RECORD EXTRACTS:
=== Section Start ===

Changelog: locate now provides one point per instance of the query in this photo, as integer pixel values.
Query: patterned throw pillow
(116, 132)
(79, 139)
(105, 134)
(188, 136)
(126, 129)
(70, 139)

=== Section End ===

EXERCISE:
Word for word, the whole listing should be given again.

FINISHED TASK:
Changelog: locate now provides one point per instance of the query in this photo, as integer pixel values.
Query: patterned throw pillow
(116, 132)
(79, 139)
(105, 134)
(188, 136)
(126, 129)
(70, 139)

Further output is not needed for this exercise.